**DIRECTION A**
Show each line of the entries that contains the word "slope", treating uppercase and lowercase as different.

begin PASSAGE GIVEN

Skip to main content

Ticket program announced for arena events, managed by Daughtry's DBNA; will be aimed at organizations in CBs 2, 3, 6, & 8

Community organizations--well, some of them, limited to four community districts near the Barclays Center--will be eligible for 50+ free tickets for various arena events, not just--as first believed--Nets games, via a sweepstakes.

It's unclear which events, but presumably there will be more available for college basketball, gospel, and games against bottom-dwellers than Nets vs. Knicks.

The organization in charge is the Downtown Brooklyn Neighborhood Alliance (DBNA), led by the Rev. Herbert Daughtry, and, as far as I can tell, essentially a subgroup of his church.

(The DBNA officers are apparently church members; though they're not listed on the web site, they are listed on IRS filings. According to the most recent Form 990, from the year 2010, the DBNA had received more than $700,000 in support over the previous five years. The donor is not specified, but the lion's share, if not all, almost surely comes from Forest City Ratner.)

Not only will the DBNA manage the ticket giveaway, Daughtry has long championed a chapel-like meditation room, 150 square feet.

His organization also will be in charge of "a Project Gallery for documenting and celebrating the creation of the CBA [Community Benefits Agreement]," which will be an interesting challenge, because all of the CBA signatories accept money from the developer, not a best practice in CBA circles, and several are silent to the point of moribund.

end PASSAGE GIVEN

**DIRECTION B**
Write out the part of the arena ticket program article that opens with the words "Skip to main" and closes with "via a sweepstakes.".

begin DATA FOR THE TASK

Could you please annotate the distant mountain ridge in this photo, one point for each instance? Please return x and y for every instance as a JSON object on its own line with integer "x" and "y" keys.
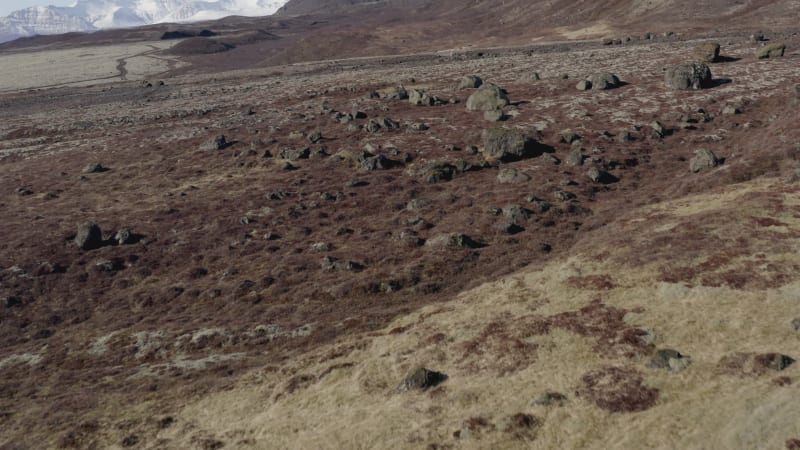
{"x": 91, "y": 15}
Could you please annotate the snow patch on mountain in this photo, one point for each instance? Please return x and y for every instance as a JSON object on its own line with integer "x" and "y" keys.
{"x": 91, "y": 15}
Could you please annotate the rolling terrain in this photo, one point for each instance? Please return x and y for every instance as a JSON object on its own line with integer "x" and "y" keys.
{"x": 272, "y": 246}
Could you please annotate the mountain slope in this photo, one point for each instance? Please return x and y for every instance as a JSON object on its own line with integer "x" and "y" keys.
{"x": 90, "y": 15}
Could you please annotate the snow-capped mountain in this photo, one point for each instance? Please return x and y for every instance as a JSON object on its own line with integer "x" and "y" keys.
{"x": 90, "y": 15}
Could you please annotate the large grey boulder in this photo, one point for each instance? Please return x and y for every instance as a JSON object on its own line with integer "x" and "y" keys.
{"x": 688, "y": 76}
{"x": 488, "y": 97}
{"x": 505, "y": 144}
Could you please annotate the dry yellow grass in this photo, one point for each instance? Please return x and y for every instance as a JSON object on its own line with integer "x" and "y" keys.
{"x": 350, "y": 401}
{"x": 82, "y": 66}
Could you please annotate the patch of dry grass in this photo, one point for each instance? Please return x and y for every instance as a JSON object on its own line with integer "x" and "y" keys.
{"x": 613, "y": 399}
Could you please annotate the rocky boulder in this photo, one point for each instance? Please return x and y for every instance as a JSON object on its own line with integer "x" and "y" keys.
{"x": 688, "y": 76}
{"x": 488, "y": 97}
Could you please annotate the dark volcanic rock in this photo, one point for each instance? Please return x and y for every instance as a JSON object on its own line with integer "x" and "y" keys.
{"x": 421, "y": 378}
{"x": 89, "y": 236}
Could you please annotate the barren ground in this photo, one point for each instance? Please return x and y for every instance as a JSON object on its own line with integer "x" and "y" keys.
{"x": 223, "y": 325}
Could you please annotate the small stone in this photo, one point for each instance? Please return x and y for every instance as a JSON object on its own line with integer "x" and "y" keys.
{"x": 421, "y": 378}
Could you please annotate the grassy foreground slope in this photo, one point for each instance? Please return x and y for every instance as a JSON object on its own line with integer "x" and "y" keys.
{"x": 666, "y": 276}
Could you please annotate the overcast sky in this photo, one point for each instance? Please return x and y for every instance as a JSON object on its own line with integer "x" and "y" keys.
{"x": 7, "y": 6}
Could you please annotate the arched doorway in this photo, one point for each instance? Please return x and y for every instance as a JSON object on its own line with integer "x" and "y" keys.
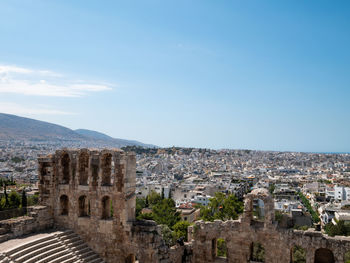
{"x": 64, "y": 205}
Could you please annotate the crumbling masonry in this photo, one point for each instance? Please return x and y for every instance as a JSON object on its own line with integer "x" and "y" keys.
{"x": 93, "y": 193}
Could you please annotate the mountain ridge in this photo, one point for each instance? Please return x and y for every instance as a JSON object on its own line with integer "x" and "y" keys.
{"x": 13, "y": 127}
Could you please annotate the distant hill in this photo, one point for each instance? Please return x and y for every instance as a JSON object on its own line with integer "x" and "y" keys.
{"x": 14, "y": 127}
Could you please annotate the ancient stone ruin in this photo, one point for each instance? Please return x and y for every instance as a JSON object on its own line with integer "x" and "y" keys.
{"x": 93, "y": 193}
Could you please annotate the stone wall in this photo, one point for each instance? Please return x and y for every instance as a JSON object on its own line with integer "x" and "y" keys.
{"x": 278, "y": 243}
{"x": 93, "y": 193}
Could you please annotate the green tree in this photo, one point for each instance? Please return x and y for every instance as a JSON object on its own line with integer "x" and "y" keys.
{"x": 7, "y": 203}
{"x": 14, "y": 199}
{"x": 180, "y": 229}
{"x": 222, "y": 207}
{"x": 24, "y": 199}
{"x": 306, "y": 202}
{"x": 340, "y": 229}
{"x": 347, "y": 257}
{"x": 140, "y": 204}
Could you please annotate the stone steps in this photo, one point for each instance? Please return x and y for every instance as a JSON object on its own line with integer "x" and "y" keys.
{"x": 64, "y": 247}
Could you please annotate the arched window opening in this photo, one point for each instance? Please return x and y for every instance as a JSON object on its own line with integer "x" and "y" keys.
{"x": 130, "y": 259}
{"x": 83, "y": 168}
{"x": 298, "y": 255}
{"x": 213, "y": 248}
{"x": 347, "y": 257}
{"x": 257, "y": 252}
{"x": 324, "y": 255}
{"x": 106, "y": 169}
{"x": 64, "y": 205}
{"x": 106, "y": 208}
{"x": 258, "y": 210}
{"x": 83, "y": 206}
{"x": 65, "y": 162}
{"x": 221, "y": 248}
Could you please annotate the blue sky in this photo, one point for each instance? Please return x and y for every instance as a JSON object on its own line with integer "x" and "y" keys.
{"x": 268, "y": 75}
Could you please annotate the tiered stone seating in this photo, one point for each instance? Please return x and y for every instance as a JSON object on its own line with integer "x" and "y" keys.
{"x": 62, "y": 247}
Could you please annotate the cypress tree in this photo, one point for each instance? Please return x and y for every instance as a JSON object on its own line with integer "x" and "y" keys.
{"x": 7, "y": 203}
{"x": 24, "y": 199}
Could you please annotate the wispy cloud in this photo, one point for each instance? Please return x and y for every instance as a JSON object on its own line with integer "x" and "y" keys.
{"x": 18, "y": 109}
{"x": 28, "y": 81}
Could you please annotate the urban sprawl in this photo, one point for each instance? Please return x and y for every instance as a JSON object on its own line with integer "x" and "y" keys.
{"x": 308, "y": 188}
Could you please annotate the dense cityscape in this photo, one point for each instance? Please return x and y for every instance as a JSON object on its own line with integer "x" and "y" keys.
{"x": 303, "y": 184}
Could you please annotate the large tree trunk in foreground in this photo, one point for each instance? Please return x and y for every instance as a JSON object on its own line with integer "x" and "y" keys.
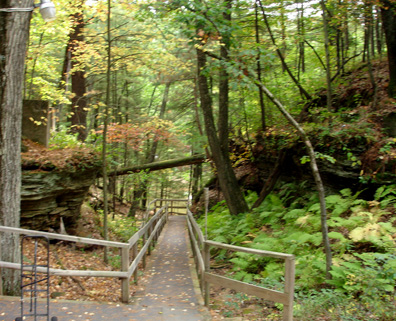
{"x": 315, "y": 173}
{"x": 388, "y": 13}
{"x": 79, "y": 111}
{"x": 228, "y": 183}
{"x": 14, "y": 34}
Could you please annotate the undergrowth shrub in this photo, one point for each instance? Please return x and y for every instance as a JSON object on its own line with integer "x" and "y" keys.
{"x": 362, "y": 235}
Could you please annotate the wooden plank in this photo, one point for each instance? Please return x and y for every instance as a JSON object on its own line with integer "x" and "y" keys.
{"x": 59, "y": 272}
{"x": 62, "y": 237}
{"x": 196, "y": 226}
{"x": 251, "y": 289}
{"x": 249, "y": 250}
{"x": 197, "y": 250}
{"x": 125, "y": 281}
{"x": 289, "y": 288}
{"x": 143, "y": 250}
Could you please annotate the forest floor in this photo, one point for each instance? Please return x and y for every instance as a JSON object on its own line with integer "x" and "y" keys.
{"x": 224, "y": 303}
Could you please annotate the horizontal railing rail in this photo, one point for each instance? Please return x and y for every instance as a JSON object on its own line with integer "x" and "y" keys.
{"x": 149, "y": 234}
{"x": 175, "y": 206}
{"x": 201, "y": 252}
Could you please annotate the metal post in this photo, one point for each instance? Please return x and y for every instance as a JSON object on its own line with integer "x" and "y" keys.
{"x": 206, "y": 211}
{"x": 134, "y": 253}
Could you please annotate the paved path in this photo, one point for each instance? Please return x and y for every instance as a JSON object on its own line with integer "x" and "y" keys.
{"x": 167, "y": 291}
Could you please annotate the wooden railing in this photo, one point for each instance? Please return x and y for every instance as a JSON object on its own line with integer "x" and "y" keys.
{"x": 130, "y": 255}
{"x": 201, "y": 250}
{"x": 175, "y": 206}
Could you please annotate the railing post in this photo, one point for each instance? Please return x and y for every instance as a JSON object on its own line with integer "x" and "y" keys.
{"x": 1, "y": 279}
{"x": 144, "y": 255}
{"x": 289, "y": 289}
{"x": 134, "y": 253}
{"x": 206, "y": 257}
{"x": 124, "y": 268}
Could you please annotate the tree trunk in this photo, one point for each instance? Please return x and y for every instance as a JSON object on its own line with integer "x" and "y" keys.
{"x": 304, "y": 93}
{"x": 271, "y": 180}
{"x": 14, "y": 34}
{"x": 79, "y": 112}
{"x": 228, "y": 182}
{"x": 327, "y": 51}
{"x": 388, "y": 13}
{"x": 195, "y": 159}
{"x": 316, "y": 175}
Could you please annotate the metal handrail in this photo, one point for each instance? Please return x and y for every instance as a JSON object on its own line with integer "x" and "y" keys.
{"x": 149, "y": 232}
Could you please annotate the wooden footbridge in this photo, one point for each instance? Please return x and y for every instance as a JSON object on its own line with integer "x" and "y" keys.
{"x": 171, "y": 253}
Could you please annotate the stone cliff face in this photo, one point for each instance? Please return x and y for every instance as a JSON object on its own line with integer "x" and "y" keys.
{"x": 46, "y": 197}
{"x": 54, "y": 185}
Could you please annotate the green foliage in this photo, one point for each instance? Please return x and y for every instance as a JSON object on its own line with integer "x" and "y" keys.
{"x": 362, "y": 235}
{"x": 123, "y": 227}
{"x": 63, "y": 139}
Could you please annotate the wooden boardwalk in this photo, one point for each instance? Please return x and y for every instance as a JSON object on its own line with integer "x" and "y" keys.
{"x": 167, "y": 291}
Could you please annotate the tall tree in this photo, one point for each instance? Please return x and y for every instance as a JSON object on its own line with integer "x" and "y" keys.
{"x": 14, "y": 34}
{"x": 227, "y": 179}
{"x": 79, "y": 112}
{"x": 388, "y": 13}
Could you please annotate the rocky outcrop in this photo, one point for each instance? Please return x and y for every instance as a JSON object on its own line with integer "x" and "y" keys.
{"x": 54, "y": 185}
{"x": 46, "y": 197}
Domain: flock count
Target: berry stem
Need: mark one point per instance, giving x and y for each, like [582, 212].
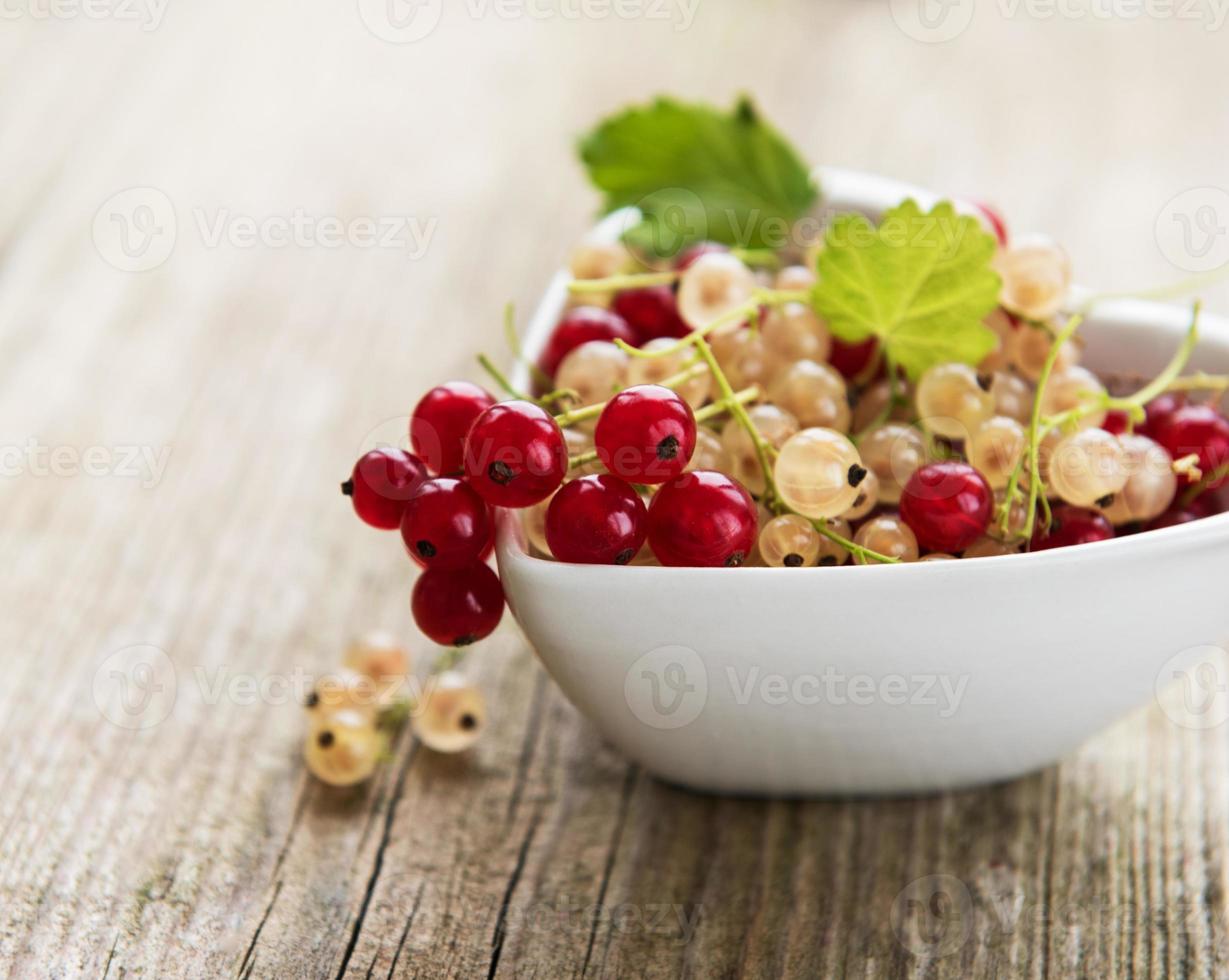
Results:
[618, 283]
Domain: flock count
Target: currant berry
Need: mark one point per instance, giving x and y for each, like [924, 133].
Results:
[996, 448]
[1036, 277]
[656, 369]
[440, 422]
[889, 536]
[343, 691]
[451, 715]
[596, 520]
[381, 483]
[446, 524]
[1088, 467]
[702, 519]
[948, 505]
[645, 434]
[794, 332]
[1150, 482]
[710, 287]
[595, 370]
[376, 654]
[819, 474]
[579, 326]
[457, 606]
[892, 451]
[953, 400]
[515, 454]
[343, 749]
[1202, 430]
[867, 498]
[651, 312]
[814, 394]
[776, 426]
[853, 359]
[789, 541]
[1074, 387]
[1072, 525]
[600, 260]
[1030, 346]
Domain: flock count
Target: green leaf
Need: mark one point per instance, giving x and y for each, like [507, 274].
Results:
[697, 172]
[922, 283]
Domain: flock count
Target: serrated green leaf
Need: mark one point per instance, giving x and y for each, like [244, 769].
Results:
[697, 172]
[921, 282]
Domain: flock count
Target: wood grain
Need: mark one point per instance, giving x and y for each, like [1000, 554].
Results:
[198, 847]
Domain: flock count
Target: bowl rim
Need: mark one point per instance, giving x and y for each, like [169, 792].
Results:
[868, 191]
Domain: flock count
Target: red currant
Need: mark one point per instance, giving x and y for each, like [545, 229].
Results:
[381, 483]
[1158, 412]
[515, 454]
[948, 505]
[579, 326]
[457, 606]
[1116, 422]
[1200, 429]
[650, 312]
[647, 433]
[596, 520]
[852, 358]
[702, 519]
[691, 255]
[441, 421]
[446, 524]
[1072, 525]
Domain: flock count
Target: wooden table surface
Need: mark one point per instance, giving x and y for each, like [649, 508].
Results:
[173, 438]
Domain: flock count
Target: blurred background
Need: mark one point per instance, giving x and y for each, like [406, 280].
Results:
[239, 240]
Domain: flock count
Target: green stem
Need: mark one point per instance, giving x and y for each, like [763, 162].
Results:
[617, 283]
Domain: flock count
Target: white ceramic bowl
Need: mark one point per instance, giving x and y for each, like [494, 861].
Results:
[881, 679]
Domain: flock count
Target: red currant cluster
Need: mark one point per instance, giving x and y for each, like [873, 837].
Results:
[701, 413]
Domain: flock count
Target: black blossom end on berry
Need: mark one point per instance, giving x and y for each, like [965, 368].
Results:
[667, 448]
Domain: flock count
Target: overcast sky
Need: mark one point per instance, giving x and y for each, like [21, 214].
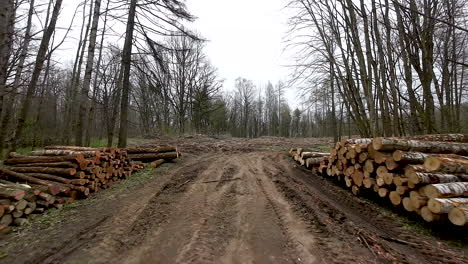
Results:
[245, 38]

end DATA FOR THE TASK

**FULL ANSWER A**
Could you please annotate the mountain slope in this photo, one point for each instance? Please return x and y for every instance as a JSON object on its own line with integer "x" and "y" keys.
Could you please annotate the grassy foreground slope in this photo, one point for each instance? Please return x and y for every instance as a JSON object on its own line with integer "x" and "y" keys.

**FULL ANSWER B**
Skip to main content

Ticket program announced for arena events, managed by Daughtry's DBNA; will be aimed at organizations in CBs 2, 3, 6, & 8

Community organizations--well, some of them, limited to four community districts near the Barclays Center--will be eligible for 50+ free tickets for various arena events, not just--as first believed--Nets games, via a sweepstakes.